Drunk on Fed Rate Cuts
A: Hey Ben, LETS DO ANOTHER SHOT! Ben Bernanke LOVES Patron Silver. Did you guys know that? You should, because he passed out about a million shots of it to investors when he cut interest rates by 50 basis points a few weeks ago. Now, the stock market is drunk on rate cuts; how bad will the hangover be? I've said it before and I'll say it again, don't expect this to be the start of an aggressive easing cycle! In fact, I would say we have at most one more 1/4 point rate cut in the works with a very good chance that there are no more rate cuts by years end; as the markets are telling the fed to take it easy.

Lets break down the fed minutes released yesterday which served up more tequila shots for the market. By the way, Brian is drunk!
Interesting points:
* ...the staff marked down the fourth-quarter forecast, reflecting a judgment that the recent financial turbulence would impose restraint on economic activity in coming months, particularly in the housing sector.
* The staff also trimmed its forecast of real GDP growth in 2008 and anticipated a modest increase in unemployment.
* Moreover, lower housing wealth, slower gains in employment and income, and reduced confidence seemed likely to restrain consumer spending in 2008.
* With credit markets expected to largely recover over coming quarters, growth of real GDP was projected to firm in 2009 to a pace a bit above the rate of growth of its potential.
* Headline PCE inflation, which was boosted by sizable increases in energy and food prices earlier in the year, was expected to slow in 2008 and 2009.

Written request A
Locate every line in the records that contains the word "white" and copy each of those lines, treating case as significant.
The text and the records have no connection to each other.

[Records from a data source]
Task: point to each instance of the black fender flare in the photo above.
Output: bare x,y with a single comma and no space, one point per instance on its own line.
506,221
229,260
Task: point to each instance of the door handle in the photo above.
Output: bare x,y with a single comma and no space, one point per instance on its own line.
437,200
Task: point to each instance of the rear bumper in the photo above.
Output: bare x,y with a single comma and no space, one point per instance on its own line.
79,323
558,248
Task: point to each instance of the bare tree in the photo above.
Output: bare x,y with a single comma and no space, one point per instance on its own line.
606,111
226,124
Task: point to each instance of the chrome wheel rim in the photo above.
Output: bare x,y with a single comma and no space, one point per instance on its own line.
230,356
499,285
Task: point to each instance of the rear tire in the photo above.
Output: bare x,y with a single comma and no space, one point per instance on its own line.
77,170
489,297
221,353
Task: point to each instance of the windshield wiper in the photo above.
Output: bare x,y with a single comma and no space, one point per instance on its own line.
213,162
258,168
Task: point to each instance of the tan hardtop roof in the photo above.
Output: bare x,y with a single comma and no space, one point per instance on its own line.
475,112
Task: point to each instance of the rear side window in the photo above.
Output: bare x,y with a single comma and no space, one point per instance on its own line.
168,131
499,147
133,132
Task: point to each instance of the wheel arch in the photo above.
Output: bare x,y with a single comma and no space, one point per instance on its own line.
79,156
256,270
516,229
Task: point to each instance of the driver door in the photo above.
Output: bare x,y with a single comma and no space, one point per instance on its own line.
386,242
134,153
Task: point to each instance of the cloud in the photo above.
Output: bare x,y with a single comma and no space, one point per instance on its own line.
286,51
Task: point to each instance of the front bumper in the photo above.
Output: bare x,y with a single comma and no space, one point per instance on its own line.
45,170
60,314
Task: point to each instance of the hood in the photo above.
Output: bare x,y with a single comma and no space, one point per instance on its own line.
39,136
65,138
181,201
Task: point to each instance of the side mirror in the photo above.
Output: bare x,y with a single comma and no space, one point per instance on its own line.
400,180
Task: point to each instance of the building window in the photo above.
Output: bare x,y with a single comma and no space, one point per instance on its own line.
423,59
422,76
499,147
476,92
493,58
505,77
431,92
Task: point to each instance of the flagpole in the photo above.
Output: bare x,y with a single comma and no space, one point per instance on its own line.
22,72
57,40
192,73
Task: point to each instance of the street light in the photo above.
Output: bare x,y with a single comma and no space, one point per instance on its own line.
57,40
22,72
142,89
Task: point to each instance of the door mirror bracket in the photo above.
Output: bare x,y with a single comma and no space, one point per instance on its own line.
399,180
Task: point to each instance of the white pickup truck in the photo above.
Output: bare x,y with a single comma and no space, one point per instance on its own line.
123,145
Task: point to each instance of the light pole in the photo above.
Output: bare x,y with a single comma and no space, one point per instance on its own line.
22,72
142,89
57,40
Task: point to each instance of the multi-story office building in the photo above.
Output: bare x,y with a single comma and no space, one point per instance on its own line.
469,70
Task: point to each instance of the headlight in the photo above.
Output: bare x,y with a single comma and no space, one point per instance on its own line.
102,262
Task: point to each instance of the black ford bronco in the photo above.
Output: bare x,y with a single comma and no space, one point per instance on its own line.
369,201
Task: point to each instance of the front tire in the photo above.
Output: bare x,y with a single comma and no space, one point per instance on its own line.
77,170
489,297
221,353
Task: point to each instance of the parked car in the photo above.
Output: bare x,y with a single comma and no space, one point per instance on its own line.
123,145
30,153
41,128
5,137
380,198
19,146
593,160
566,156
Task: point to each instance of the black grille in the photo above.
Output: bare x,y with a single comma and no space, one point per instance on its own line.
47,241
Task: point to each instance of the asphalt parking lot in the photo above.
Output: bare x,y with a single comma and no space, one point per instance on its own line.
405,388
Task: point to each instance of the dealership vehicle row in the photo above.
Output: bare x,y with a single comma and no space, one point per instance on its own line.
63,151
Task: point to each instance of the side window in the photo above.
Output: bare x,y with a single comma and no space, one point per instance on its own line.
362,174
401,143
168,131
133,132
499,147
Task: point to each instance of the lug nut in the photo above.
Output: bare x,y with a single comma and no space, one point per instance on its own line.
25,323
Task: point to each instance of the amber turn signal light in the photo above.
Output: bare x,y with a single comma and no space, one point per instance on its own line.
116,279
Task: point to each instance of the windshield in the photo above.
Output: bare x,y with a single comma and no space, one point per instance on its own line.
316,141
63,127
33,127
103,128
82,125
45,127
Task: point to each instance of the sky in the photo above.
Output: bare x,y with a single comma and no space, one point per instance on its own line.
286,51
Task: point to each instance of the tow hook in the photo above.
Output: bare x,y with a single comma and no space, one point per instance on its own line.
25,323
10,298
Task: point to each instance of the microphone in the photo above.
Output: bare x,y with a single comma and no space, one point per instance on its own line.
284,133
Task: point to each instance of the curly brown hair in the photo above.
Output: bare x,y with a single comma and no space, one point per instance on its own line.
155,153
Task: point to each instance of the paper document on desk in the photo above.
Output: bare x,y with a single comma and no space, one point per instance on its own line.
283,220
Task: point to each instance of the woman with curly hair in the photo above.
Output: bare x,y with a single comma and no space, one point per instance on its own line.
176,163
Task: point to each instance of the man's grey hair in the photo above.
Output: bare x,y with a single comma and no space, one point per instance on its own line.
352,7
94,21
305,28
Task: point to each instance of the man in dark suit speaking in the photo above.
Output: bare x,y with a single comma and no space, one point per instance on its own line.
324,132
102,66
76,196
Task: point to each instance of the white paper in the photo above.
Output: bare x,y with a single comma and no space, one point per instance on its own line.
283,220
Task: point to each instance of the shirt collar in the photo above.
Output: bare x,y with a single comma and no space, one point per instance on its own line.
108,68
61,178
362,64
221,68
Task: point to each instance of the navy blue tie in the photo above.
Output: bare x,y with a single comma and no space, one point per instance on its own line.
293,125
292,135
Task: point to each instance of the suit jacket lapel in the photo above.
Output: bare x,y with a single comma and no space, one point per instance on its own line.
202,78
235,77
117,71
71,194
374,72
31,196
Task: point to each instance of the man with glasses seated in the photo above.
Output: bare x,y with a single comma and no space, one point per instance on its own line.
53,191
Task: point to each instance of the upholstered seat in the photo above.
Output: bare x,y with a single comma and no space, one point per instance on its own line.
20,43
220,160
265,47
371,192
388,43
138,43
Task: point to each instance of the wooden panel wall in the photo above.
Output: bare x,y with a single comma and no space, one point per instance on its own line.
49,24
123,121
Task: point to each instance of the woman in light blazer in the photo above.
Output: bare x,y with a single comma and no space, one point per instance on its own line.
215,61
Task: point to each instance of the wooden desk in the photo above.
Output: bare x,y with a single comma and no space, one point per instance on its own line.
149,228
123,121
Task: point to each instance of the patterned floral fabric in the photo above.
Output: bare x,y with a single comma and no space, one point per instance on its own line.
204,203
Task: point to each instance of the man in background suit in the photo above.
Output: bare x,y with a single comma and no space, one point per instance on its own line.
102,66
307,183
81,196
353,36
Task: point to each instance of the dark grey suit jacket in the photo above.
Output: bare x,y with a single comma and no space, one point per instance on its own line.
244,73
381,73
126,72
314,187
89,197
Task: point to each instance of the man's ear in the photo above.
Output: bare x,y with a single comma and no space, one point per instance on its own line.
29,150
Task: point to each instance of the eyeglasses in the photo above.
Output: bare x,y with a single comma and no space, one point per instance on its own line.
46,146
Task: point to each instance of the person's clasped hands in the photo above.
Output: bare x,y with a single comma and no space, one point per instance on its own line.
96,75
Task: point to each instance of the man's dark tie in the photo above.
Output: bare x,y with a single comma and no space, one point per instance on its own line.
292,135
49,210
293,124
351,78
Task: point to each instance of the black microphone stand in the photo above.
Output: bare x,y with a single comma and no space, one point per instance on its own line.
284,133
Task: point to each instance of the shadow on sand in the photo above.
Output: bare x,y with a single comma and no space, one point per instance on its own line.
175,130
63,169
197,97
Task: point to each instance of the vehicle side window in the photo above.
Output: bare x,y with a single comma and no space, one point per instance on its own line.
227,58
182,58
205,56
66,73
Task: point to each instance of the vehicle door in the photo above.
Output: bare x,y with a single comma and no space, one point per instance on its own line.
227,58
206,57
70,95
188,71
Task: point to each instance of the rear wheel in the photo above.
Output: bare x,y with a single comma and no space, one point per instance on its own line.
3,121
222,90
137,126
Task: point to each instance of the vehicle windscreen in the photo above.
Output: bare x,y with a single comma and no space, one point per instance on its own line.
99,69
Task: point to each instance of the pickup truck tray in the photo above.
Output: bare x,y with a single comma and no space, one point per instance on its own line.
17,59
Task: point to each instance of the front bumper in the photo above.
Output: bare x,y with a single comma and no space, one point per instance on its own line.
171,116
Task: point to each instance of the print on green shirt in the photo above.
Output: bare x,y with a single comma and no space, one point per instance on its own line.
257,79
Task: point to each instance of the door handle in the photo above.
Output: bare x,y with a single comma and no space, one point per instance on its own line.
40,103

Written request B
In the post on Fed rate cuts, swap "forecast" for "projection" and give the passage starting at "Lets break down" and ending at "increase in unemployment.".

Full answer A
Task: point to each instance of the white pickup truck in the photo above.
Task: point to each instance of the white paper in the photo above.

Full answer B
Lets break down the fed minutes released yesterday which served up more tequila shots for the market. By the way, Brian is drunk!
Interesting points:
* ...the staff marked down the fourth-quarter projection, reflecting a judgment that the recent financial turbulence would impose restraint on economic activity in coming months, particularly in the housing sector.
* The staff also trimmed its projection of real GDP growth in 2008 and anticipated a modest increase in unemployment.